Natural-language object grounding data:
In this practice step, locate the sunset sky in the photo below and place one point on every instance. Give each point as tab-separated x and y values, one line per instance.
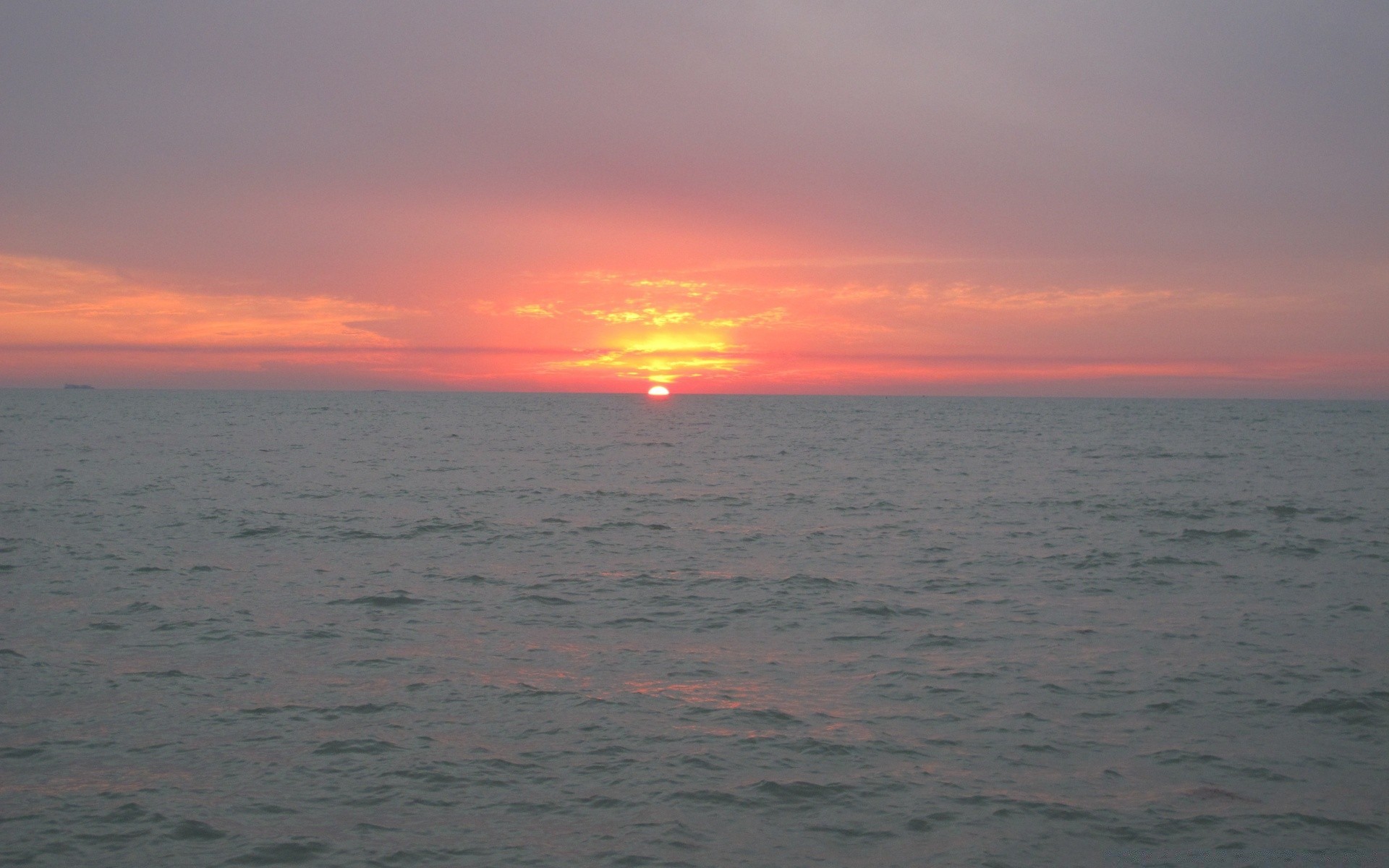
1147	199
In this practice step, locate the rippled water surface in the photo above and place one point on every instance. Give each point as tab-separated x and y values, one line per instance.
524	629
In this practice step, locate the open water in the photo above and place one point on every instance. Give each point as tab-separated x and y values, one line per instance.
528	629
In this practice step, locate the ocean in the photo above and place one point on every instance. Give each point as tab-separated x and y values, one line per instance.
267	628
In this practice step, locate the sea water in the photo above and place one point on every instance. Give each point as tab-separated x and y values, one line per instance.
538	629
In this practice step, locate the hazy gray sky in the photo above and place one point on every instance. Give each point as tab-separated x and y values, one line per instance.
431	157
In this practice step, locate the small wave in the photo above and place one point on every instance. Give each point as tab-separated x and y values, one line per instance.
1194	534
356	746
249	532
195	830
396	597
803	791
289	853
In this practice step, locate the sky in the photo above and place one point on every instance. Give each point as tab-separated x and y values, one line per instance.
955	197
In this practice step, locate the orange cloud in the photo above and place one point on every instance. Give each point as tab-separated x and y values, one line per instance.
56	302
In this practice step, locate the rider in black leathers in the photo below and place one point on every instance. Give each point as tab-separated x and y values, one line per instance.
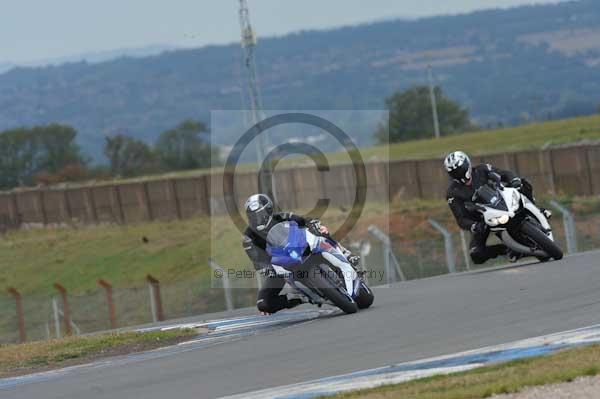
465	180
261	218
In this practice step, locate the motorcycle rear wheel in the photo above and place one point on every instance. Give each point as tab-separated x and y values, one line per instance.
365	296
542	240
330	290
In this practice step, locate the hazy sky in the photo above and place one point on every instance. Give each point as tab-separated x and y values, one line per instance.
44	29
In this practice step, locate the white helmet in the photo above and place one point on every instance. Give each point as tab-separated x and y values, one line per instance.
259	209
458	166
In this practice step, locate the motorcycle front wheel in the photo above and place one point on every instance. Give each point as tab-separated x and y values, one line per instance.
542	240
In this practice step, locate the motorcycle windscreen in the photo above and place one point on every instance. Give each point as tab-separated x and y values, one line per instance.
286	243
491	197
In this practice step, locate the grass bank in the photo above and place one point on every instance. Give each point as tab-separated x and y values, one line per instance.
18	359
485	382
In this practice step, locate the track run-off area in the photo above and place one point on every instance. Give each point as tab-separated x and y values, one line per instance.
416	325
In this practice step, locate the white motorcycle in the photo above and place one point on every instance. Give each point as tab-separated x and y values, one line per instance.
516	221
316	268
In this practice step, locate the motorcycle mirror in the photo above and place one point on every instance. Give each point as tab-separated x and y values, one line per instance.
469	206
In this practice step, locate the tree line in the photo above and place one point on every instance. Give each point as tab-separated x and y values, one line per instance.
49	154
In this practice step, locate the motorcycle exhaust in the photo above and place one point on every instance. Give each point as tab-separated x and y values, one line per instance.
520	248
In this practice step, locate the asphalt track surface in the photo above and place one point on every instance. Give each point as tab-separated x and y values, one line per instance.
410	321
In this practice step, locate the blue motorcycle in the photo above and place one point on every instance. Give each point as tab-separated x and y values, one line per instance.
316	268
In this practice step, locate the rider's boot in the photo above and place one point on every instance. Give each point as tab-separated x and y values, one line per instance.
513	256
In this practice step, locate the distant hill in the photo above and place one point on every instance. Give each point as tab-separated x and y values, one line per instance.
507	66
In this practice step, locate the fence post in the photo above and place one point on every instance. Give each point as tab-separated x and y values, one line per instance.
112	316
56	318
175	197
42	207
465	248
66	309
225	279
448	245
388	254
20	314
90	204
570	229
155	299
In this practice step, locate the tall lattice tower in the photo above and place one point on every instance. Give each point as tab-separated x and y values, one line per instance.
249	65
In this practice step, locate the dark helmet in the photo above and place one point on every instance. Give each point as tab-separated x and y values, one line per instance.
458	166
259	209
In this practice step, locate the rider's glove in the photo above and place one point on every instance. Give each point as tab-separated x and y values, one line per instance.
314	226
478	227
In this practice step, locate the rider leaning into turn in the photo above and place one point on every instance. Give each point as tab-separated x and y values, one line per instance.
261	218
465	180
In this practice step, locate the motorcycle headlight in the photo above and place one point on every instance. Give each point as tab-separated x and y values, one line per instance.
499	220
516	200
294	254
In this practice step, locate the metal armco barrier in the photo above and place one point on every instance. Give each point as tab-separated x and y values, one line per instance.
448	245
465	248
388	255
569	225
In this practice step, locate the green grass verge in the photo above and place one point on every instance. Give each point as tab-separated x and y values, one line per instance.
485	382
33	260
29	357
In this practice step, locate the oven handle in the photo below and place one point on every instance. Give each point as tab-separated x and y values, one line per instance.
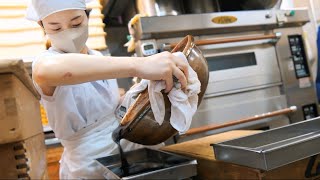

• [What you have to do]: Since the pictures are not wanted, write out the rest of the data exactly as it reads.

• [Finished exercise]:
In this practice step, locate the sunset sky in the photo below and place one point on every instance. Give each point as tab-separated x and y values, one line per instance.
1147	199
In this practice step, locate the rippled water surface in the photo above and place one point on every instance. Give each point as tab-separated x and y values, one line per instance.
524	629
In this practice step, locate the open water in the photo above and place one point on every instance. Give each point as tab-separated x and y values, one line per instance.
528	629
In this practice step, locate the ocean in the photo above and place one point on every instance. Give each point as tab-separated x and y values, one line per instance.
267	628
In this practice step, locate the sea water in the photo above and place one point on every instance. Give each point as tab-separated x and y values, one line per instance.
538	629
In this practice step, locate the hazy gray sky in the photo above and place one point on every instance. Give each point as tab-separated x and y values, one line per instance.
431	157
In this practice step, locate the small wave in the photo above and place one point on every instance. Give each point as tab-separated x and y values, one line per instance.
1194	534
356	746
249	532
195	830
396	597
803	791
289	853
In this practice step, locate the sky in the photo above and place one point on every instance. Give each point as tab-separated x and y values, one line per instance.
955	197
In this practice step, locate the orange cloud in the photo above and place one point on every instance. Give each point as tab-separated x and y values, one line per instance.
56	302
In this practice step, locate the rider in black leathers in the photo below and place one point on every instance. Give each point as tab-separated x and y values, one line per instance.
465	180
261	218
In this practice step, locate the motorcycle rear wheel in the photo above and place one point on every instance. Give each point as tab-separated x and y values, one line per instance.
365	296
542	240
330	290
In this practice step, locate the hazy sky in the photo above and place one point on every instance. Give each point as tab-separated x and y values, one line per instance.
44	29
In this practice step, locate the white helmet in the photo above and place one point on every instance. Give each point as tab-separated x and y values, one line per instance.
259	209
458	166
In this practice step, locate the motorcycle front wheel in the photo above and place one point on every instance. Give each point as tab-separated x and y values, one line per instance.
542	240
In this practice step, locate the motorcycle windscreen in the photo above and place one point on every instance. Give each point as tab-separated x and y values, one line per instance.
286	243
491	197
In this practice step, locate the grass bank in the photo above and place one point on every instance. Give each point as tab-separated x and y values, one line per instance.
18	359
485	382
In this practice step, locate the track run-off area in the photo above and place one point on every instance. Give each point as tab-separated x and y values, one line per instance.
416	325
In this practice step, locate the white motorcycle in the photo above and place one point on every instance. Give each point as tab-separated x and y values, one line per instance.
516	221
316	268
In this practice step, locate the motorcycle mirror in the photo above and place one point on every instance. Give each point as tab-separated x and y values, one line per instance.
469	206
In this practice step, locate the tree line in the photo above and place one point on every instance. Give each point as tab-separated x and y values, one line per instance.
49	154
In this practice step, locate the motorcycle exhaust in the photo above and place one point on every instance. Give each point as tab-separated x and y values, one line per instance.
520	248
In this practice step, locate the asphalt track surface in the photo above and place one point on every instance. Give each point as tab-separated x and y values, one line per instance.
410	321
In this practice step, locate the blue motorcycle in the photo above and place one point on every instance. Give each point as tab-separated x and y values, one line per instance.
316	268
In this practice step, locate the rider's boot in the photo above and place one point on every instance. Give each point as tab-separated x and y values, one line per instance.
513	256
In this practice step, locate the distant hill in the photo above and place one point on every instance. Give each point as tab-separated x and y values, one line per instance.
507	66
In this practice step, locate the fence post in the photo above and place one point on every instance. Give each point as tab-separated x and y values, one line per instance.
112	316
56	318
175	197
42	207
465	248
66	309
225	279
448	245
388	254
20	314
90	204
570	229
155	299
In this practice step, locate the tall lattice tower in the photo above and place one point on every instance. Give each point as tab-separated x and y values, one line per instance.
249	65
In this practice step, locate the dark helmet in the photo above and place one point on every instance. Give each point as tab-separated x and y values, one line per instance.
458	166
259	209
In this practice step, locate the rider's glove in the photo above and place one point on every instance. Give each point as tab-separated x and y values, one line per instance.
314	226
478	227
In this practice step, locate the rider leaning into turn in the photo above and place one point on every instance. Give each point as tab-separated x and y values, one line per instance.
261	218
465	180
In this practice step, locate the motorcycle headlight in the photo above and place one point on every instance. Give each point as tab-separated x and y values, one line per instance.
499	220
516	200
294	254
In this practice step, locate the metal armco barrier in the photo above and place one point on every instance. Give each point as tab-separated x and y values, one line per instance.
448	245
465	248
388	255
569	225
In this practice step, locate the green grass verge in the photo above and place one point on every instance. Give each point as tab-separated x and y values, one line per instance.
485	382
33	260
29	357
In this practice step, locate the oven handle in the photo below and place one point on every instance. Give each point as tab-separated x and y values, one line per instance.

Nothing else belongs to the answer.